-- Start RECORDS FOR THIS EXERCISE --

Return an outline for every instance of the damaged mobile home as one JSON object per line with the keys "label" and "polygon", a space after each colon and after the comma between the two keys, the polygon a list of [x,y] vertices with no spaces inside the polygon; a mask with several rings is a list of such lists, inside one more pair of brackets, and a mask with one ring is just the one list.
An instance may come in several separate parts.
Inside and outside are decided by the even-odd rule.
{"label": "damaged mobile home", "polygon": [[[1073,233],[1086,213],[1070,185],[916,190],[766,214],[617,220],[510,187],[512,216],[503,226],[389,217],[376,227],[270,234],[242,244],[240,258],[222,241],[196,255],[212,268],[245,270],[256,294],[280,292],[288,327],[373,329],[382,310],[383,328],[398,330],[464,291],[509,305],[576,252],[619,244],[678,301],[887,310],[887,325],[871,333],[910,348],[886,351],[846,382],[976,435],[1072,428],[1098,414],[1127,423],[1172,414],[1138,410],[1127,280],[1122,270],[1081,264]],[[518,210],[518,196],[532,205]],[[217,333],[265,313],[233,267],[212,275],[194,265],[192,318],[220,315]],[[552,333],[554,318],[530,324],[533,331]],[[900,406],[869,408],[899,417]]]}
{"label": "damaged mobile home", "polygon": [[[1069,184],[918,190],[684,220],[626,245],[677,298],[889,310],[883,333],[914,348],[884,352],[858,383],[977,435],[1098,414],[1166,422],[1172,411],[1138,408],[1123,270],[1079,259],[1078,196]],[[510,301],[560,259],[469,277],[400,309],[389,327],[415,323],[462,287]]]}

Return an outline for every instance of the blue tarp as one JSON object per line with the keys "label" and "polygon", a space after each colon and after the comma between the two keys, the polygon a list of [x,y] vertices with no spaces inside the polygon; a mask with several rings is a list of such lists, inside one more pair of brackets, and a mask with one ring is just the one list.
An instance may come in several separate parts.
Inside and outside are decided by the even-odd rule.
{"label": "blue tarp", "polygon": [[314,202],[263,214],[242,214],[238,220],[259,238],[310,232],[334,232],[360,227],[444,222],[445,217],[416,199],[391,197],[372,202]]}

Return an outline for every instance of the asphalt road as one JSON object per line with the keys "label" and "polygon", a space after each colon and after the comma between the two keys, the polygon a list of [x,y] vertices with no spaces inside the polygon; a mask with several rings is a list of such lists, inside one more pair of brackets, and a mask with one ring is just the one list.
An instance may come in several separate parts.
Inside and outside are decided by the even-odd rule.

-- End RECORDS FOR THIS EXERCISE --

▶ _WHAT TO PRODUCE_
Copy every item above word for word, changing nothing.

▶ _THE RESULT_
Return an outline for every instance of the damaged mobile home as one JSON object per line with the keys "label" and "polygon", a space after each colon and after the comma between the two keys, the polygon a list of [x,y] vertices with no spaces inside the polygon; a mask with several rings is a list of such lists, inside one more pair of brackets, and a mask with one ring is just the one list.
An instance may come in several separate parts.
Inside and outside are decided by the even-odd rule.
{"label": "damaged mobile home", "polygon": [[[1073,233],[1086,213],[1070,185],[916,190],[766,214],[617,220],[510,187],[512,216],[503,226],[389,217],[376,227],[270,234],[242,244],[240,258],[222,241],[196,255],[212,268],[245,270],[256,294],[280,292],[288,327],[373,329],[382,310],[383,328],[398,330],[464,291],[509,305],[576,252],[619,244],[678,301],[887,310],[887,325],[871,333],[910,348],[886,351],[846,382],[976,435],[1072,428],[1098,414],[1127,423],[1172,414],[1138,410],[1127,280],[1122,270],[1081,264]],[[518,210],[518,196],[532,205]],[[217,333],[265,313],[233,267],[212,275],[194,265],[192,318],[220,315]],[[552,333],[554,318],[530,324],[533,331]],[[900,406],[869,408],[899,417]]]}
{"label": "damaged mobile home", "polygon": [[[1069,184],[918,190],[684,220],[626,245],[677,298],[889,310],[883,333],[914,348],[884,352],[858,383],[977,435],[1098,414],[1166,422],[1172,411],[1138,408],[1123,270],[1079,259],[1078,196]],[[510,301],[560,259],[469,277],[400,309],[389,327],[415,323],[462,287]]]}

Return an outline for every instance of the blue tarp as one JSON object per line with the keys "label" and "polygon", a space after each colon and after the comma between the two keys, the polygon a list of [x,y] vertices with no spaces inside the polygon; a mask with several rings is a list of such lists, inside one more pair of brackets, and a mask with one ring is just the one list.
An instance may come in several separate parts.
Inside and outside are decided by the even-odd rule.
{"label": "blue tarp", "polygon": [[314,202],[263,214],[242,214],[238,220],[259,238],[310,232],[334,232],[360,227],[444,222],[445,217],[416,199],[391,197],[372,202]]}

Return an outline for every instance of the asphalt road as one JSON object per line with the keys "label" and "polygon", a space after each colon and after the comma between the two keys, the polygon a list of [x,y] vertices with no spaces inside the polygon; a mask with several rings is a list of such lists, inside one more pair of brackets, and a mask with one ring is just the one list.
An instance may come in several separate parts.
Inside and outside are decided by the even-odd rule.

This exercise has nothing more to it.